───── Data to use
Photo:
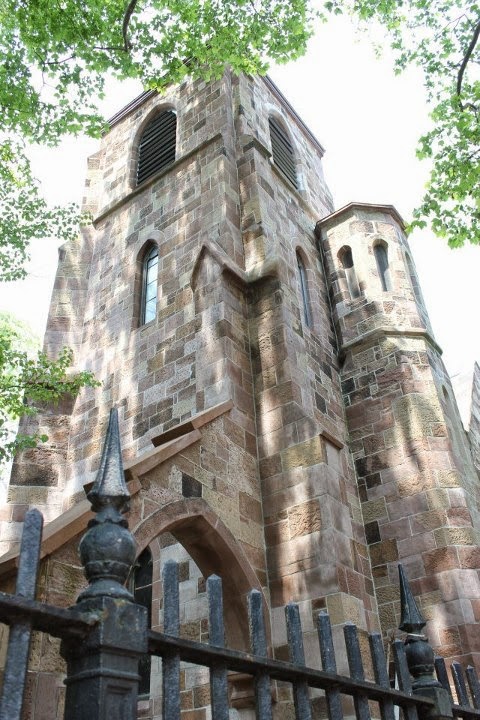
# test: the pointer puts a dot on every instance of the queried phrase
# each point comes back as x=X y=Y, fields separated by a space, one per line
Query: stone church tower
x=286 y=418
──────────
Goal
Reproduce every line of the rows above, requests included, and add 46 to each x and y point coordinate in the answers. Leave the pictures out.

Task result
Photo:
# test: the pointer puts a dot on every instance of the queried phrase
# each point comes back as x=X y=Y, fields separated by a space, one per line
Query: stone church tower
x=332 y=464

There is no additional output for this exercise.